(Page text begins)

The acting is mostly standard fare, though Michelle Rodriguez does some decent work with some pretty terrible dialogue.  Jovovich also shines when she’s too busy kicking zombie ass to deal with a lackluster script, bringing a real presence to the action through the form of an icy glare and well-executed martial arts.  Unfortunately, the action doesn’t have much variety beyond running and shooting zombies in the face, and whenever it does it’s ruined by inept filmmaking.  Take a scene in which Alice encounters a pack of infected dogs, for example.  Jovovich does  a fine job simultaneously portraying both the character’s aggression and sense of confusion about how she’s capable of such acrobatic feats, and the scene flows at a brisk and intense pace as she kicks and shoots her way through canine attackers.  But then, just as she’s defeated the last one, a heavy metal guitar riff plays for a few seconds before abruptly disappearing.  It’s like Anderson felt the need to provide an audio cue, as if to confirm, “Yeah, that was awesome!”  We know it was awesome.  We saw it.  No need to rub it in.  With that single decision, I went from feeling like I was watching a movie to feeling like I was watching a television commercial – it’s practically begging me to like it.

Indeed, that’s what a great deal of the film feels like: an insecure kid who will do anything to be popular.  A flashback structure.  Random bouts of slow-motion action.  A double cross.  These aren’t innovative story and stylistic choices.  They’re formulaic and stale trends, the “what’s hot” of an ADD generation.  While these things have all been used effectively in other films, here they’re so poorly executed that the film becomes more and more of a chore to watch as it goes on.  I don’t care whether or not the characters die because I don’t know anything about them.  I don’t care about the action scenes because I’ve seen this type of thing before, and done better.

That isn’t to say everything about Resident Evil is a failure.  What makes things even more frustrating is that there actually is a lot of potential.  The few snippets of character information we get are interesting enough to inspire decent developments.  The corporate structure of Umbrella and Alice’s involvement with them could make for a more interesting protagonist, were we given further details.  The opening and closing scenes are well put-together and even made me excited to see what happens next.  But the first act of the film is so desperate to be mysterious and kinetic that it fails to give the audience anything with which it can emotionally connect.  If we want Alice and the team to live, it’s only out of respect for human life, not because we actually like them.

(Page text ends)
(Data to examine begins)

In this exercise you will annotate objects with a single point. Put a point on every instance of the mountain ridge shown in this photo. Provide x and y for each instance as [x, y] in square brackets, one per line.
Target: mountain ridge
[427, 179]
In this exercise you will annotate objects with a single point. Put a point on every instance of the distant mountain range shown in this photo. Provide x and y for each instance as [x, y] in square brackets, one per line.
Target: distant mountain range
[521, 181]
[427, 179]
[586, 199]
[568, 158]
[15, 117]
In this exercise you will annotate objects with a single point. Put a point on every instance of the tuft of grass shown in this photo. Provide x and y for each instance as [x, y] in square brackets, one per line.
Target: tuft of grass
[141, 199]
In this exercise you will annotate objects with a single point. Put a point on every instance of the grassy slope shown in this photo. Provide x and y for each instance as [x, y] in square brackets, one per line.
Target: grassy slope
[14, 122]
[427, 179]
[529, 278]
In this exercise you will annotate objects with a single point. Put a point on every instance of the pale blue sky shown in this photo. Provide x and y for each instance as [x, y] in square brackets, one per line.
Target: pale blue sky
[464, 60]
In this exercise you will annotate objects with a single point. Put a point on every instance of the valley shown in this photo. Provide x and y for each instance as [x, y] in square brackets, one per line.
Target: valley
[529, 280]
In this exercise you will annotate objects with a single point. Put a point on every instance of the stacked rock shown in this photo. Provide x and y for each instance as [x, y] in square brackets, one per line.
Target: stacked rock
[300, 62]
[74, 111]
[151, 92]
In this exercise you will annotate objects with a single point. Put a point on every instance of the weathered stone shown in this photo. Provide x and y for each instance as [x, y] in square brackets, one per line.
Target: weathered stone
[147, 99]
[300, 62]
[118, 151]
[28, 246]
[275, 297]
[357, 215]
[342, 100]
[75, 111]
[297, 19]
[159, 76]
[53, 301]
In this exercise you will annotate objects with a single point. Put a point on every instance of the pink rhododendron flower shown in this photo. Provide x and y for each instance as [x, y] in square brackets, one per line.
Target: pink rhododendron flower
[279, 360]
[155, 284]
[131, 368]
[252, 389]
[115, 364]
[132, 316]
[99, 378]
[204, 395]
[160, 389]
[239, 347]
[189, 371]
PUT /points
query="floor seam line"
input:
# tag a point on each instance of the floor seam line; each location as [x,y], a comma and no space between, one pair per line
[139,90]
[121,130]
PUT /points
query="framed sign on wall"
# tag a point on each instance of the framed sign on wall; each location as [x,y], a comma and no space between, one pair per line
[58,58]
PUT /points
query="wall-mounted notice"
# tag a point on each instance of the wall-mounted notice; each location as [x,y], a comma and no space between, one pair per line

(Data to examine ends)

[Exercise details]: Reproduce the passage of the film review from "Indeed, that’s what" up to and including "and done better.".

[Your solution]:
Indeed, that’s what a great deal of the film feels like: an insecure kid who will do anything to be popular.  A flashback structure.  Random bouts of slow-motion action.  A double cross.  These aren’t innovative story and stylistic choices.  They’re formulaic and stale trends, the “what’s hot” of an ADD generation.  While these things have all been used effectively in other films, here they’re so poorly executed that the film becomes more and more of a chore to watch as it goes on.  I don’t care whether or not the characters die because I don’t know anything about them.  I don’t care about the action scenes because I’ve seen this type of thing before, and done better.